**Verilen görev:** Aşağıdaki memur toplu sözleşmesi konulu metni baştan sona, hiçbir değişiklik yapmadan tekrarlayın.

Hakem heyetini noterlikle suçlayan yetkili Konfederasyon Başkanı pası hakeme atan sensin.
Böyle olacağını bildiğin halde bu gün hakem heyetine sarıyorsun.
Peki işçi sendika Genel Başkanları yaptıkları TİS sözleşmelerinde Cumhurbaşkanı ile birebir görüşme yaparak işçinin hakkını alırken sen bu süreçte Cumhurbaşkanı ile niçin görüşmedin yoksa görüşemedin mi? Önümüzdeki iki yılın sorumsu olarak kamu çalışanlarına ne cevap vereceksin. Memur toplu sözleşme süreci bugün itibariyle sona erdi. Hakem kurulu da hükümetin önerdiği;
2024 için 15+10 2025 için 6+5 maaş artış oranlarını kabul ederek kesin kararını verdi.Bu karara karşı yargı yolu da kapalı. Böylece her iki taraf da topu taca atarak sorumluluktan kurtulmuş oldu.
Tekin, Oysa hakem kuruluna başvuru yapılmasaydı konu mecliste görüşülmek zorundaydı.
Birçok maddenin reddedildiği, hizmet kollarının talebi olan birkaç maddenin kabul edildiği malumunuz!#Kira yardımı, #Oransal zam,#Bayram ikramiyesi gibi talepler, reddedilen maddeler arasında. Üç ayda bir alınan toplu sözleşme ikramiyesi ile çalışanın tercihi yetkili sendikanın #olağanüstü başarısıdır bu!

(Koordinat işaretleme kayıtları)
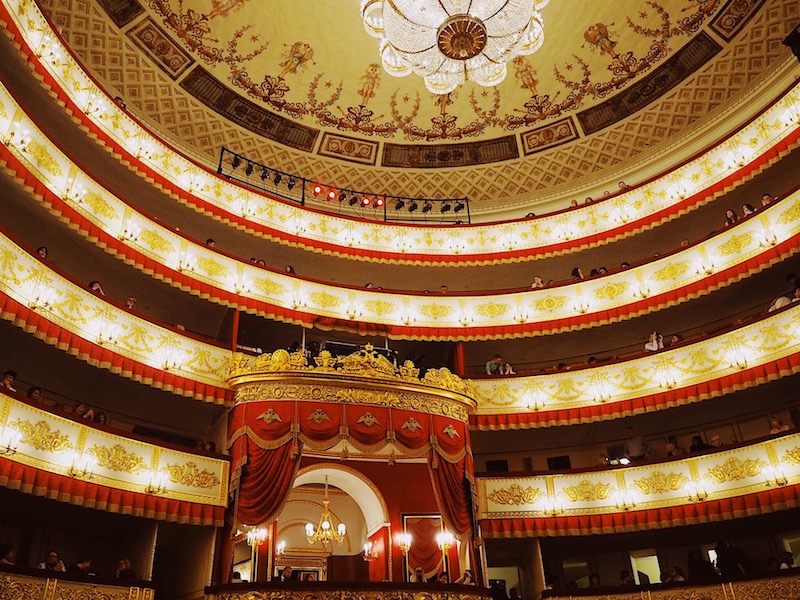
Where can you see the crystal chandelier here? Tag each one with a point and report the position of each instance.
(450, 41)
(325, 531)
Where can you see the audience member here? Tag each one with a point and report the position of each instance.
(495, 366)
(730, 560)
(635, 447)
(625, 578)
(8, 380)
(53, 563)
(655, 342)
(467, 578)
(82, 566)
(698, 445)
(699, 568)
(8, 556)
(777, 426)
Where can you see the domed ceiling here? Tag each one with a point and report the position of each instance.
(299, 86)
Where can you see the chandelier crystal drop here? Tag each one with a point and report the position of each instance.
(325, 532)
(448, 42)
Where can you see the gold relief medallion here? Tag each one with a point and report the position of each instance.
(660, 483)
(41, 437)
(324, 299)
(189, 475)
(671, 271)
(735, 469)
(515, 495)
(586, 491)
(117, 458)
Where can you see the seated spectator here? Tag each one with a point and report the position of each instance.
(698, 445)
(8, 556)
(83, 566)
(779, 302)
(698, 567)
(730, 217)
(124, 570)
(676, 574)
(655, 342)
(777, 426)
(8, 380)
(53, 563)
(467, 578)
(672, 447)
(495, 366)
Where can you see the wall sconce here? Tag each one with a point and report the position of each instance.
(82, 466)
(130, 231)
(403, 542)
(774, 475)
(186, 263)
(370, 552)
(256, 536)
(157, 483)
(10, 440)
(445, 541)
(697, 491)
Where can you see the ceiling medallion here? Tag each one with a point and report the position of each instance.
(448, 42)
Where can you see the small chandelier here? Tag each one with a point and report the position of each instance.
(450, 41)
(325, 531)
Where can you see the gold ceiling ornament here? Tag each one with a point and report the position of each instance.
(325, 532)
(515, 495)
(448, 42)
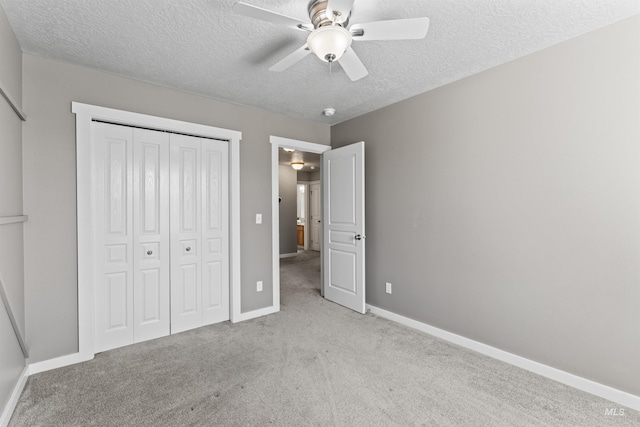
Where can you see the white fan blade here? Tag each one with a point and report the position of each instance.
(291, 59)
(352, 65)
(266, 15)
(397, 29)
(342, 7)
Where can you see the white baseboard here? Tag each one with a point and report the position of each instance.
(13, 400)
(614, 395)
(288, 255)
(255, 313)
(58, 362)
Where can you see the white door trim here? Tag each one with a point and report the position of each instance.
(85, 114)
(276, 143)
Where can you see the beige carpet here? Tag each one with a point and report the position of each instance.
(314, 363)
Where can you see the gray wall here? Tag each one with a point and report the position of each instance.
(11, 242)
(505, 207)
(50, 196)
(288, 209)
(309, 176)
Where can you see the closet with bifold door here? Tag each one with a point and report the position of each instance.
(161, 240)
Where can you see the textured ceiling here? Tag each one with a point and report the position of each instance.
(201, 46)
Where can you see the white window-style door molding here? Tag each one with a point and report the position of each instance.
(85, 115)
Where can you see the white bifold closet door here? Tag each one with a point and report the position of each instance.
(199, 232)
(161, 236)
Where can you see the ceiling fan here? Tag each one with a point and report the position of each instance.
(330, 35)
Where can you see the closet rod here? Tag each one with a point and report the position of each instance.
(12, 103)
(12, 219)
(12, 319)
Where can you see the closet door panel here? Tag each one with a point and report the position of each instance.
(113, 236)
(151, 234)
(215, 226)
(186, 260)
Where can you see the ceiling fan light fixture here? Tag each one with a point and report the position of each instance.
(329, 42)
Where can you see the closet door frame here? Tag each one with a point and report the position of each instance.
(85, 115)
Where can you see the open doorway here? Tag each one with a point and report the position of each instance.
(293, 218)
(299, 198)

**Alıştırma cevabı:**
Hakem heyetini noterlikle suçlayan yetkili Konfederasyon Başkanı pası hakeme atan sensin.
Böyle olacağını bildiğin halde bu gün hakem heyetine sarıyorsun.
Peki işçi sendika Genel Başkanları yaptıkları TİS sözleşmelerinde Cumhurbaşkanı ile birebir görüşme yaparak işçinin hakkını alırken sen bu süreçte Cumhurbaşkanı ile niçin görüşmedin yoksa görüşemedin mi? Önümüzdeki iki yılın sorumsu olarak kamu çalışanlarına ne cevap vereceksin. Memur toplu sözleşme süreci bugün itibariyle sona erdi. Hakem kurulu da hükümetin önerdiği;
2024 için 15+10 2025 için 6+5 maaş artış oranlarını kabul ederek kesin kararını verdi.Bu karara karşı yargı yolu da kapalı. Böylece her iki taraf da topu taca atarak sorumluluktan kurtulmuş oldu.
Tekin, Oysa hakem kuruluna başvuru yapılmasaydı konu mecliste görüşülmek zorundaydı.
Birçok maddenin reddedildiği, hizmet kollarının talebi olan birkaç maddenin kabul edildiği malumunuz!#Kira yardımı, #Oransal zam,#Bayram ikramiyesi gibi talepler, reddedilen maddeler arasında. Üç ayda bir alınan toplu sözleşme ikramiyesi ile çalışanın tercihi yetkili sendikanın #olağanüstü başarısıdır bu!